— START Records for processing —

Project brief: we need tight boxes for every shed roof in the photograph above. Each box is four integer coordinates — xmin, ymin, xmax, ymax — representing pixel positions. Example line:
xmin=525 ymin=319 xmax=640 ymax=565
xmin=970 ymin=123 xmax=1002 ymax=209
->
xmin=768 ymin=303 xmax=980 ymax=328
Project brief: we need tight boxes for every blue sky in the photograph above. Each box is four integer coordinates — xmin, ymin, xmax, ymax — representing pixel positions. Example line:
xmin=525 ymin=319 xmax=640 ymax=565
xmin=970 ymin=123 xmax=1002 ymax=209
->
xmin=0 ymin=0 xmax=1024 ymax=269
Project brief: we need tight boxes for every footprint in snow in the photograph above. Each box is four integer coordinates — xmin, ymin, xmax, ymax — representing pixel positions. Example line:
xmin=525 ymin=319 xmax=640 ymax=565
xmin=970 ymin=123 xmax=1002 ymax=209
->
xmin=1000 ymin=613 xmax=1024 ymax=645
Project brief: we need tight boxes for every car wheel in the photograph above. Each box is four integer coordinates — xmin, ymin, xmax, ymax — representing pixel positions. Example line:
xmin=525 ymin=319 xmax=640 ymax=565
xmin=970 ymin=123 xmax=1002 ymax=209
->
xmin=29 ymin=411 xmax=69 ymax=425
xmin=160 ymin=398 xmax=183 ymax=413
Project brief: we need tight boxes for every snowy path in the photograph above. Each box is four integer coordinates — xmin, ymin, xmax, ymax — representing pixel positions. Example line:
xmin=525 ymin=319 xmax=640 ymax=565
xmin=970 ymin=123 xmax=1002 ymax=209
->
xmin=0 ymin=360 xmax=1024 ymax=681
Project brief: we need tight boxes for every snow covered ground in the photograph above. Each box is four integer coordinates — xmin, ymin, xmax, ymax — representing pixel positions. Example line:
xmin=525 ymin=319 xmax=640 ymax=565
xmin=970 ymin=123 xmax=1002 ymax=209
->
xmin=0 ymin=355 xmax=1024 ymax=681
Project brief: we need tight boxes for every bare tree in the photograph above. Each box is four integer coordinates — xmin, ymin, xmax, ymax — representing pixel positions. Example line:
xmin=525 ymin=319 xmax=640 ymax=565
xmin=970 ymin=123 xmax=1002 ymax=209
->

— END Records for processing —

### [Task to complete]
Copy out the records word for word, starting at the first line and ending with the line that contains "xmin=160 ymin=398 xmax=183 ymax=413".

### [Written response]
Project brief: we need tight boxes for every shed roof in the photograph above. Each box is four integer coordinates — xmin, ymin, xmax, ymax — representing pixel positions. Example line:
xmin=525 ymin=319 xmax=640 ymax=565
xmin=970 ymin=123 xmax=1002 ymax=209
->
xmin=768 ymin=303 xmax=980 ymax=328
Project brief: we need tight boxes for every blue sky in the photograph above. Each box is four integer coordinates — xmin, ymin, xmax, ymax — representing pixel positions. Example line:
xmin=525 ymin=319 xmax=640 ymax=565
xmin=970 ymin=123 xmax=1002 ymax=209
->
xmin=0 ymin=0 xmax=1024 ymax=269
Project brief: we need tight boxes for every footprint in snow in the photograph above. Each box is four integer coordinates — xmin, ymin, xmax, ymax — representing pixel positions. Example line:
xmin=525 ymin=319 xmax=640 ymax=565
xmin=970 ymin=123 xmax=1002 ymax=209
->
xmin=1000 ymin=613 xmax=1024 ymax=645
Project brief: we need tight boxes for every car wheel in the photograph above. Each box is four integer coordinates — xmin, ymin, xmax, ymax — representing pixel positions. Example line:
xmin=525 ymin=319 xmax=640 ymax=565
xmin=970 ymin=123 xmax=1002 ymax=209
->
xmin=29 ymin=411 xmax=69 ymax=425
xmin=160 ymin=398 xmax=183 ymax=413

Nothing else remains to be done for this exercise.